Copy the records below line for line, with every character unchanged.

Object outline annotations:
▶
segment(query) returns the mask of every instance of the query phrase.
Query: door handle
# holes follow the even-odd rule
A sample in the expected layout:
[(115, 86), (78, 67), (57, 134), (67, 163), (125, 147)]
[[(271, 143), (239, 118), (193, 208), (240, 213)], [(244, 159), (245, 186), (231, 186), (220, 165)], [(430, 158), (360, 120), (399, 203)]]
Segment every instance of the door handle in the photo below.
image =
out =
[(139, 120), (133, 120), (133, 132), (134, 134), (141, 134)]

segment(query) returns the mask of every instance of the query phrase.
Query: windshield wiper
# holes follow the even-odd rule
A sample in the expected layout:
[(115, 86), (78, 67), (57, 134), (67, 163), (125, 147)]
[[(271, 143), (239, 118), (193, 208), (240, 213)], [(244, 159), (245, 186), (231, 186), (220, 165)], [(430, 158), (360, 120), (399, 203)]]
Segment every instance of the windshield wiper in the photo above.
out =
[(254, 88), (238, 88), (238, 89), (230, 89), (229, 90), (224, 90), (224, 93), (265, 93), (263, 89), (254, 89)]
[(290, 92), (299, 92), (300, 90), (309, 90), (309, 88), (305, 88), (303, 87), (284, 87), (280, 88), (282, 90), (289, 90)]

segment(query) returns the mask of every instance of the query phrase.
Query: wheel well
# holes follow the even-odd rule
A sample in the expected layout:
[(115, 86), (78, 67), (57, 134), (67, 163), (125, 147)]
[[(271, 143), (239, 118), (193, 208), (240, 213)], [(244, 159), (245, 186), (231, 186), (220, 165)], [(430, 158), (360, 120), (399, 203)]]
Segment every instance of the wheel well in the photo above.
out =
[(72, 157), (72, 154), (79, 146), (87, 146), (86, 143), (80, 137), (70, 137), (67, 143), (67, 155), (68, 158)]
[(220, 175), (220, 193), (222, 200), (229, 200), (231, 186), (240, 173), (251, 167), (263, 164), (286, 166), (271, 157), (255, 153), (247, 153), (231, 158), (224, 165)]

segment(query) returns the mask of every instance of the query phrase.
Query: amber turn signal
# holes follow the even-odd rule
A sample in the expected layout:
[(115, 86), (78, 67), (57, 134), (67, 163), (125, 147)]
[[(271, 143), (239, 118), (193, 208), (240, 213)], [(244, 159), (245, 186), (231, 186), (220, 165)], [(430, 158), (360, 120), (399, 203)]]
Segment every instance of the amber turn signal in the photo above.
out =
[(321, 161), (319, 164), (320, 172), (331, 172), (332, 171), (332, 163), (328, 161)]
◀
→ Problem solution:
segment(query) returns the mask of every instance of the query phrase.
Query: door handle
# holes follow the even-odd rule
A sample in the expected layout:
[(115, 86), (78, 67), (57, 134), (67, 163), (125, 147)]
[[(271, 143), (239, 118), (193, 208), (240, 213)], [(244, 159), (245, 186), (231, 186), (220, 165)], [(430, 158), (360, 120), (399, 203)]]
Segment every instance of the door handle in the photo below.
image =
out =
[(139, 120), (133, 120), (133, 132), (134, 134), (141, 134)]

segment(query) returns the mask of every instance of the query phrase.
Query: windshield wiper
# holes follow the even-odd rule
A sample in the expected layout:
[(115, 86), (78, 67), (57, 134), (67, 163), (125, 147)]
[[(271, 143), (239, 118), (193, 208), (240, 213)], [(244, 159), (245, 186), (231, 186), (220, 165)], [(430, 158), (360, 120), (399, 203)]]
Segment every instance of the windshield wiper in the photo above.
out =
[(254, 88), (238, 88), (238, 89), (230, 89), (229, 90), (224, 90), (224, 93), (265, 93), (263, 89), (254, 89)]
[(290, 92), (299, 92), (300, 90), (309, 90), (309, 88), (305, 88), (303, 87), (284, 87), (280, 88), (282, 90), (289, 90)]

segment(query) returns the mask of every instance of the query phrase.
Query: wheel well
# holes follow the even-odd rule
A sample in the expected layout:
[(115, 86), (78, 67), (57, 134), (67, 163), (125, 147)]
[[(271, 143), (239, 118), (193, 208), (240, 213)], [(244, 159), (245, 186), (231, 186), (220, 165)], [(430, 158), (360, 120), (399, 203)]]
Segment every instance of the wheel well in the photo above.
out =
[(72, 157), (72, 154), (79, 146), (87, 146), (86, 143), (80, 137), (70, 137), (67, 143), (67, 155), (68, 158)]
[(220, 175), (220, 193), (222, 200), (229, 200), (231, 186), (240, 173), (251, 167), (263, 164), (286, 166), (271, 157), (255, 153), (247, 153), (231, 158), (224, 165)]

segment(query) returns the mask of every instance of the query phrase.
Query: amber turn signal
# holes follow the even-odd rule
A sample in the expected layout:
[(115, 86), (78, 67), (57, 134), (67, 163), (125, 147)]
[[(271, 143), (239, 118), (193, 208), (240, 213)], [(244, 159), (245, 186), (231, 186), (220, 165)], [(430, 158), (360, 120), (399, 203)]]
Segment every instance of the amber turn signal in the photo above.
out =
[(321, 161), (319, 164), (320, 172), (331, 172), (332, 171), (332, 163), (328, 161)]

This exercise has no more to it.